#### Source data:
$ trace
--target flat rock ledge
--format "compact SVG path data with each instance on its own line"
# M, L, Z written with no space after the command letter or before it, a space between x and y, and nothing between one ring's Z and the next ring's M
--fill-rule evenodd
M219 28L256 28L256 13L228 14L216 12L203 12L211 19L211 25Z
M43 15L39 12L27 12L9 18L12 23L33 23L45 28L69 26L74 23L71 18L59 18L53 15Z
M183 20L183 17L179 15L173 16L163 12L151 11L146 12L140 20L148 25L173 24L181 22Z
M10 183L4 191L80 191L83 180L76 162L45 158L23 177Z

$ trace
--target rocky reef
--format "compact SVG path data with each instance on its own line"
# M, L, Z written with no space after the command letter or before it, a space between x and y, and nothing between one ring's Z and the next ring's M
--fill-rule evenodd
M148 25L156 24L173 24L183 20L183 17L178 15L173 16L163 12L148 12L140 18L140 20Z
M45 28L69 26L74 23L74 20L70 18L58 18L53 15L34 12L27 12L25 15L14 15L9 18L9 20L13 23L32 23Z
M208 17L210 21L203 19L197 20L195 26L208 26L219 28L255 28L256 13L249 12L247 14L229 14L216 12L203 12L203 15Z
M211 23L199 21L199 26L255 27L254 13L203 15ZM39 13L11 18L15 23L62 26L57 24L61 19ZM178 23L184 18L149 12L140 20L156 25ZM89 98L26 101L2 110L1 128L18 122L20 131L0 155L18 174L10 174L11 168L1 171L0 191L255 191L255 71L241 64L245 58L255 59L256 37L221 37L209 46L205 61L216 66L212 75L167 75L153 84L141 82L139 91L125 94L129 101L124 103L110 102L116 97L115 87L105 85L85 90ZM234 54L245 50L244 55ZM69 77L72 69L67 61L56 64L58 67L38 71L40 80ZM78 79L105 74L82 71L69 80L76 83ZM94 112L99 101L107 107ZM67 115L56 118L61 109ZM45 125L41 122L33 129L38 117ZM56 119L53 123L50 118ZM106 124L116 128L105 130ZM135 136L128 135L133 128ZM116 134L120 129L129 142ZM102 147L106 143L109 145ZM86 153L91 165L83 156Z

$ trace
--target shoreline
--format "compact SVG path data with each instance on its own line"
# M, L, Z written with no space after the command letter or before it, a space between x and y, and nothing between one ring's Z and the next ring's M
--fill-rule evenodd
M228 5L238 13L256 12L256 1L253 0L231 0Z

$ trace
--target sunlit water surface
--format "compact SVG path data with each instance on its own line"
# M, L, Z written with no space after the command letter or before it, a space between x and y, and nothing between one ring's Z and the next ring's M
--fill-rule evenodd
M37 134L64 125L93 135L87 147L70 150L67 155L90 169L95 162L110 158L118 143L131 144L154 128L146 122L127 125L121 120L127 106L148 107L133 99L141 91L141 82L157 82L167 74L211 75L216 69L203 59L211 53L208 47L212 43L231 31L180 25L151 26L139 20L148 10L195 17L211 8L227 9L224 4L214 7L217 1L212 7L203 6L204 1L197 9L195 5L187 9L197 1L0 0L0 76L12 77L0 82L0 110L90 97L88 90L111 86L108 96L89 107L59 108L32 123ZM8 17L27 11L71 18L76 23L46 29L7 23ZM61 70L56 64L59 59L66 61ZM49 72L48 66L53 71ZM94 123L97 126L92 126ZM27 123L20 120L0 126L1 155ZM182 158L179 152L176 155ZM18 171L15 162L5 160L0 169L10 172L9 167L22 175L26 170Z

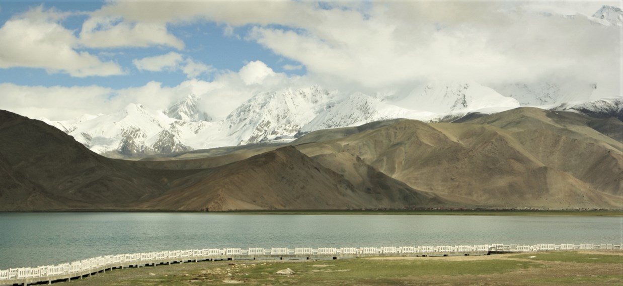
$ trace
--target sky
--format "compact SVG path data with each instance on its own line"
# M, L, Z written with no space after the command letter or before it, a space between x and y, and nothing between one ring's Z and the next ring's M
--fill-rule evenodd
M597 83L621 95L619 1L0 0L0 109L33 118L163 109L222 118L259 92L408 93L430 80Z

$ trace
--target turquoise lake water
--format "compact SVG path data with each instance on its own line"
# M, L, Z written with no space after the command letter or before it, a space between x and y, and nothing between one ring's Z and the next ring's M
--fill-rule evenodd
M623 218L0 213L0 269L222 247L623 244Z

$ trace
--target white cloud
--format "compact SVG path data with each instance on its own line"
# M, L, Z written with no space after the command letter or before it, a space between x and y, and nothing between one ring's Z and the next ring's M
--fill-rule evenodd
M169 46L181 50L184 42L159 23L127 22L119 17L93 17L82 24L80 43L91 48Z
M0 106L31 118L63 120L114 110L113 91L101 86L27 86L0 83Z
M39 6L6 21L0 28L0 68L40 68L78 77L123 74L117 63L75 50L78 40L59 24L66 16Z
M163 70L176 70L183 60L182 55L171 52L164 55L147 57L140 60L132 60L132 63L139 70L160 72Z
M591 15L602 4L621 6L612 1L345 2L321 7L305 1L118 1L96 14L162 24L213 21L224 25L226 35L250 25L247 39L301 63L310 78L326 81L321 85L373 90L429 78L487 83L556 76L617 85L620 29L576 15ZM534 12L538 6L575 16L548 17Z
M219 120L259 92L284 87L302 88L313 84L305 77L275 73L261 62L252 62L245 67L247 68L237 72L221 72L212 81L193 78L174 86L163 86L156 81L121 89L97 86L45 87L2 83L0 106L33 118L45 117L51 120L66 120L85 114L113 113L129 103L141 103L150 108L163 109L192 93L202 98L202 110ZM262 78L261 85L247 85L245 81Z
M275 72L273 72L272 68L268 67L265 63L256 60L242 67L239 73L244 83L249 85L261 84L267 76L274 75Z
M283 65L283 69L285 70L297 70L303 68L303 65Z
M196 78L200 75L211 73L216 70L211 65L207 65L198 62L195 62L188 58L185 62L182 72L188 78Z
M150 72L161 72L168 70L174 72L181 70L188 78L196 78L206 73L215 70L211 65L196 62L189 57L171 52L164 55L155 57L147 57L141 59L132 60L132 63L139 70Z

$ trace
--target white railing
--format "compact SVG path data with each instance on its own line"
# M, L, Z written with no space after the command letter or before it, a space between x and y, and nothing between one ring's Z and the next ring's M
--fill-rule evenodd
M621 246L612 244L561 244L535 245L504 245L500 244L473 246L403 246L382 247L299 247L288 248L223 248L206 249L189 249L183 251L160 251L147 253L134 253L118 255L107 255L97 257L64 263L58 265L39 266L37 267L11 268L0 270L0 281L27 279L39 277L52 277L86 273L119 267L121 265L140 265L150 263L180 261L184 259L203 260L211 257L256 257L282 256L356 256L429 254L434 252L483 252L487 251L502 252L534 252L558 250L593 250L621 249ZM91 273L91 272L89 272Z

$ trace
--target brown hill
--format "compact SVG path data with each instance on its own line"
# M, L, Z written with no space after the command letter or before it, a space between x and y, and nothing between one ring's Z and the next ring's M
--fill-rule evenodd
M0 210L108 209L164 192L164 173L100 156L43 122L0 111Z
M460 121L399 119L311 132L295 147L126 161L0 111L0 210L623 205L619 119L521 108Z
M358 156L459 203L620 208L620 142L551 113L520 108L461 124L404 121L298 148L311 156Z
M326 210L401 208L439 206L383 174L369 184L354 185L293 147L206 170L171 183L167 193L140 205L146 209Z

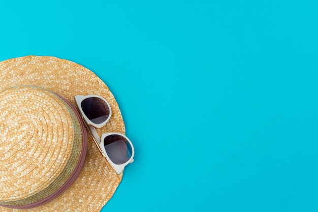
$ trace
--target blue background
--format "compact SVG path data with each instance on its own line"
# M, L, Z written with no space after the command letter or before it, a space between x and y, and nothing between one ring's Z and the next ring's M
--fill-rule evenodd
M102 211L317 211L317 9L1 1L0 60L55 56L109 87L136 155Z

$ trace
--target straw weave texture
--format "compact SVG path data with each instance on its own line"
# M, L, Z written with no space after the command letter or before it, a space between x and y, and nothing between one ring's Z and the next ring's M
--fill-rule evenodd
M98 77L90 71L78 64L69 60L49 56L29 56L11 59L0 63L0 82L1 82L0 93L2 91L3 93L5 90L9 90L8 88L14 86L34 85L58 94L66 98L74 105L76 105L74 99L74 97L75 95L91 94L100 95L104 97L109 102L113 113L111 119L106 126L98 129L98 132L100 135L107 132L118 132L124 134L124 125L118 106L113 95L107 86ZM12 90L10 91L10 92L11 92ZM47 104L46 103L45 105L49 105L47 108L48 111L52 111L52 108L55 109L58 107L58 105L50 105L49 103ZM34 106L33 107L36 106ZM16 106L11 109L13 111L18 111L21 108L19 106ZM34 109L37 110L36 109ZM55 112L52 112L52 114ZM42 113L41 115L45 116L46 115ZM15 128L14 122L11 118L11 116L7 116L6 117L7 118L5 119L0 119L0 123L4 122L6 125L13 125L11 129L14 129ZM48 117L48 118L49 118ZM57 125L55 125L58 124L56 123L57 122L54 122L53 117L52 117L51 118L52 121L50 124L52 125L52 127L59 127ZM37 118L32 117L29 118L30 119L28 122L29 124L28 125L27 125L30 129L30 128L31 128L30 126L32 125L29 125L29 123L34 122L34 120L37 120ZM62 124L63 127L66 129L65 131L63 131L63 133L69 134L68 134L68 139L73 140L74 137L72 136L74 136L74 135L72 136L70 134L75 133L72 133L72 130L68 128L69 127L73 128L73 131L74 129L75 128L68 120L72 120L72 117L63 118L63 119L64 122L67 122L67 123ZM23 126L23 123L21 124ZM36 127L33 128L34 129L33 130L34 132L42 130L41 133L48 133L45 132L45 130L42 130L49 129L48 126L44 126L43 123L41 124L35 123L34 126L36 126ZM68 127L65 127L67 126ZM21 129L23 129L23 127ZM10 130L10 132L12 132L12 131ZM16 136L18 137L15 139L18 140L19 136L33 137L35 133L33 132L33 132L19 131L17 134L18 135ZM33 136L30 136L31 134L33 135ZM53 135L49 136L48 134L45 134L44 136L48 138L51 138L49 136L53 137ZM1 134L0 137L2 136L3 135ZM13 136L14 137L14 136ZM50 139L48 139L47 140L50 140ZM50 140L51 143L49 144L38 143L38 145L43 145L43 149L47 148L52 149L51 152L50 152L51 155L52 155L51 157L55 157L56 160L59 159L58 157L60 153L62 153L65 154L64 155L70 155L70 153L68 151L70 151L72 148L70 148L69 144L64 144L62 142L58 142L61 146L56 147L54 146L54 144L52 143L54 143L53 140L54 139ZM2 151L1 148L13 148L12 147L7 147L6 143L4 143L3 141L3 138L0 140L0 142L2 142L0 145L1 151ZM86 159L82 171L75 181L62 194L52 201L34 208L22 210L0 207L0 211L100 211L113 196L121 180L122 175L122 174L117 175L106 159L101 156L90 136L88 136L88 142ZM44 146L47 144L49 145L49 146ZM66 146L63 146L64 144ZM17 145L22 145L22 144ZM17 148L18 146L17 146L15 148ZM56 148L58 150L56 150ZM59 152L56 153L56 155L54 155L53 153L54 150L60 151L60 152ZM65 160L65 159L59 159ZM21 160L22 161L23 159ZM31 164L31 163L30 164L30 165ZM22 163L20 163L19 165L22 166L22 169L23 166L26 166ZM61 167L54 167L54 168L60 169L59 170L61 170L63 169ZM0 167L0 180L5 181L5 178L2 178L2 169L3 167ZM16 176L15 177L18 178L18 176ZM31 178L31 176L29 177ZM57 177L54 175L45 176L45 178L47 178L47 177L51 177L50 180L52 180L56 179ZM13 185L13 186L16 188L21 188L19 187L20 184L22 185L23 183L23 181L19 182L16 185ZM47 188L48 184L49 183L44 181L38 184L36 186L37 189L41 190ZM6 186L3 186L0 183L0 186L5 187ZM9 187L11 188L11 185L8 186L8 188ZM0 188L0 190L2 189L3 188ZM13 197L8 194L6 194L2 199L5 199L6 200L13 201L16 200L17 198L21 199L26 197L23 197L23 195L21 194L17 194L16 196Z
M0 119L5 141L0 147L0 204L30 204L62 186L82 148L72 108L47 90L14 86L0 92Z

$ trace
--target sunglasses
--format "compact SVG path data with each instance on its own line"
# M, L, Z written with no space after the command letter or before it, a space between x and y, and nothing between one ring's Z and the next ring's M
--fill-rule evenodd
M110 118L112 110L107 101L97 95L74 97L82 118L99 150L117 174L134 161L135 150L132 142L119 133L106 133L100 137L96 128L104 126Z

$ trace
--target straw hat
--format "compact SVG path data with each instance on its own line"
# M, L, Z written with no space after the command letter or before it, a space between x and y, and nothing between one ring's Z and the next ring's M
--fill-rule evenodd
M0 62L0 211L100 211L122 174L102 157L73 105L75 95L104 97L112 114L98 132L124 134L107 86L83 66L49 56ZM41 199L29 209L3 206Z

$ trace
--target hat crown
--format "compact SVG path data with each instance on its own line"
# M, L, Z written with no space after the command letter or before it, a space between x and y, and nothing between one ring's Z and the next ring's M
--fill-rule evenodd
M83 138L74 111L33 86L0 92L0 204L23 205L50 196L71 175Z

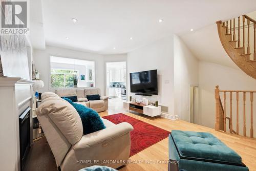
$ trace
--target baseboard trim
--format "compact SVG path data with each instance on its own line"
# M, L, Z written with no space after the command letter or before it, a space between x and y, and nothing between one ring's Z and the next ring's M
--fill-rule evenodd
M161 117L166 119L169 119L172 120L175 120L178 119L178 115L170 115L164 113L161 113Z

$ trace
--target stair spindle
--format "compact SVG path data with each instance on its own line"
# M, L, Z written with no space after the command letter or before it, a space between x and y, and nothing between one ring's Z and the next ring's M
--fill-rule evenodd
M236 40L236 27L234 27L236 25L236 20L235 18L233 19L233 41Z
M245 52L245 33L244 33L244 22L245 22L245 16L243 15L243 53L244 54Z
M238 92L237 92L237 135L239 134L239 94Z
M251 100L251 138L253 138L253 93L250 93Z
M227 27L226 28L226 33L228 33L228 22L226 22L226 25Z
M256 60L256 33L255 33L255 29L256 29L256 23L254 23L253 24L253 29L254 29L254 53L253 53L253 60Z
M233 134L233 122L232 117L232 92L229 92L229 97L230 100L230 133Z
M238 47L240 47L240 17L238 17Z
M247 38L247 54L250 53L250 19L247 18L248 38Z
M232 19L230 19L230 25L229 26L229 34L232 33Z
M246 126L245 122L245 101L246 99L246 95L245 92L244 92L244 111L243 111L243 119L244 119L244 136L246 137Z
M226 92L224 92L224 131L226 132Z

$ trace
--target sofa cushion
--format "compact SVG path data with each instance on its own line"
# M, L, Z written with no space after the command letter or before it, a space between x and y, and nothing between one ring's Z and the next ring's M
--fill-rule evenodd
M61 97L62 98L67 98L71 100L73 102L77 101L77 96L65 96L65 97Z
M104 101L102 100L90 101L90 106L92 108L99 108L103 107Z
M74 96L77 96L76 91L74 89L57 89L56 94L59 97Z
M77 101L88 101L88 99L87 99L87 98L86 98L86 97L77 98Z
M237 153L210 133L173 130L172 137L181 157L242 164Z
M71 104L78 112L82 120L84 134L88 134L106 128L101 118L95 111L84 105L73 103L68 98L63 99Z
M86 97L87 95L93 95L94 94L100 95L100 89L98 88L86 88L84 90Z
M74 107L59 97L48 97L42 94L43 102L37 110L37 115L48 115L69 143L74 144L82 136L82 125L78 113Z
M76 95L77 96L77 98L86 97L84 95L84 89L76 89Z
M76 103L81 104L85 105L87 108L90 108L90 101L76 101L75 102Z
M99 94L94 94L93 95L87 95L86 98L88 100L100 100Z

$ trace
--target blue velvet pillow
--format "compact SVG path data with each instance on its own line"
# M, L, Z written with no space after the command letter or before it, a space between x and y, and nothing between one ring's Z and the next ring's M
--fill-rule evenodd
M88 134L105 129L101 118L96 111L76 103L67 98L63 99L71 104L78 113L82 123L83 134Z
M117 170L105 166L95 165L89 167L82 168L78 171L117 171Z
M73 102L77 101L77 96L68 96L68 97L61 97L61 98L67 98L71 100Z
M98 100L100 99L99 97L99 94L94 94L93 95L87 95L86 96L86 98L87 98L88 100Z

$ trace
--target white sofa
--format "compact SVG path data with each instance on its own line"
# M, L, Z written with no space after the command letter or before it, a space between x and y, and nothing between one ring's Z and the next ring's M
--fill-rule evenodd
M106 128L83 135L81 119L74 107L53 92L42 94L37 118L61 171L77 171L94 165L117 168L129 159L130 153L129 123L115 124L102 119ZM113 163L97 163L114 160Z
M98 88L61 89L56 90L55 93L60 97L76 96L77 103L82 103L97 112L107 110L109 107L108 97L101 96L100 89ZM87 95L95 94L100 95L100 100L89 101L86 98Z

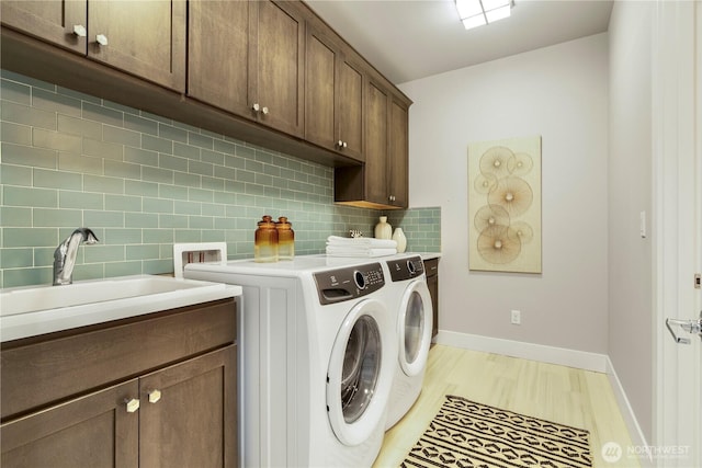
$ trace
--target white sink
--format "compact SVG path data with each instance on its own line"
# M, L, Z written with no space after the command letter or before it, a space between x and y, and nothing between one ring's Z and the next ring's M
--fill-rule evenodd
M16 340L240 294L240 286L152 275L1 289L0 339Z

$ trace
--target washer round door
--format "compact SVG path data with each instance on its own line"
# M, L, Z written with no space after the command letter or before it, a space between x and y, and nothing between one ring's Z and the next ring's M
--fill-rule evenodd
M431 346L432 317L427 282L410 283L403 295L397 320L399 365L410 377L421 374L427 365Z
M385 306L363 300L337 333L327 369L327 411L344 445L365 442L385 424L397 347Z

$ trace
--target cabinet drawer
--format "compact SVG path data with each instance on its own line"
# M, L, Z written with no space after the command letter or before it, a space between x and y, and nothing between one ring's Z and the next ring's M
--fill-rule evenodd
M424 274L427 276L439 274L439 259L424 260Z
M234 299L3 343L2 420L236 341Z

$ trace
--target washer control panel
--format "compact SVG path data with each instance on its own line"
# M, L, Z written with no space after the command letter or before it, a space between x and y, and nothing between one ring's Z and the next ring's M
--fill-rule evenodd
M424 262L419 255L407 256L399 260L388 260L387 267L390 271L393 282L416 278L424 273Z
M321 305L355 299L385 286L380 263L328 270L315 273L314 277Z

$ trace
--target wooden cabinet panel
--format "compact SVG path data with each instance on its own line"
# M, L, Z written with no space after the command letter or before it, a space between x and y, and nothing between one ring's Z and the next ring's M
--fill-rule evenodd
M2 22L122 71L185 90L185 0L3 1ZM75 26L82 32L76 34Z
M342 57L338 71L338 127L339 139L344 141L343 153L363 160L363 115L365 112L363 92L365 77L363 68Z
M407 106L393 98L390 100L387 195L389 204L399 207L409 205L408 125Z
M365 139L365 195L372 203L387 204L387 158L389 95L374 81L369 82Z
M248 1L191 0L188 20L188 94L249 118L249 16L253 7Z
M427 273L427 287L431 296L431 307L433 309L433 323L431 336L439 333L439 259L424 261L424 272Z
M88 27L86 0L5 1L0 2L3 25L43 41L86 54L87 35L73 33L73 26Z
M234 307L208 303L55 340L2 343L2 418L231 343Z
M3 468L138 466L139 413L136 379L0 426Z
M90 58L185 90L184 0L90 0L88 12Z
M235 345L146 375L139 387L140 466L237 465ZM149 402L154 390L160 398Z
M21 401L3 408L2 466L236 467L235 307L223 299L3 343L3 407ZM127 401L138 404L127 411Z
M304 133L305 24L296 2L191 0L188 94Z
M305 139L337 149L337 60L339 52L308 26L305 54Z
M306 47L305 139L363 160L362 67L310 24Z
M295 2L257 1L249 96L261 123L303 136L305 21Z

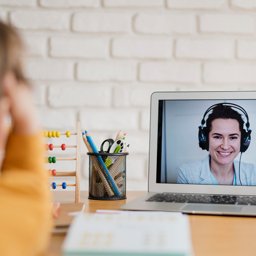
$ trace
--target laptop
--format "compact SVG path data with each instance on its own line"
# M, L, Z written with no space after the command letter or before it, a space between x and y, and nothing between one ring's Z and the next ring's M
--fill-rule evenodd
M154 93L148 192L120 208L256 215L256 92Z

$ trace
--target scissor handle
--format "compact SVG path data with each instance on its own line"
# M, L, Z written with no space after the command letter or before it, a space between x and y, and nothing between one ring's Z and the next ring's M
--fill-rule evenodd
M104 146L104 144L108 142L108 148L107 151L103 151L103 146ZM114 144L115 141L113 139L108 139L107 140L105 140L101 144L101 146L100 146L100 151L102 153L109 153L109 150L110 149L111 146Z

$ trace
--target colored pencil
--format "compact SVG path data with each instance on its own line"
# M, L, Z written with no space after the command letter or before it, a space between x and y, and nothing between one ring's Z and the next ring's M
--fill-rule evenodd
M122 130L121 130L120 131L117 133L117 135L116 136L116 139L115 140L115 141L116 141L117 140L119 140L119 139L121 138L122 132Z

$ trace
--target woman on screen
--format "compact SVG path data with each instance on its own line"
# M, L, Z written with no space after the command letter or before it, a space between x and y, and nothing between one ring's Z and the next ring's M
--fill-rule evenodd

#### Task details:
Pull out each line of the data above that contains the string "blue". The match is case-sensitive.

#### Right answer:
--target blue background
--target blue velvet pillow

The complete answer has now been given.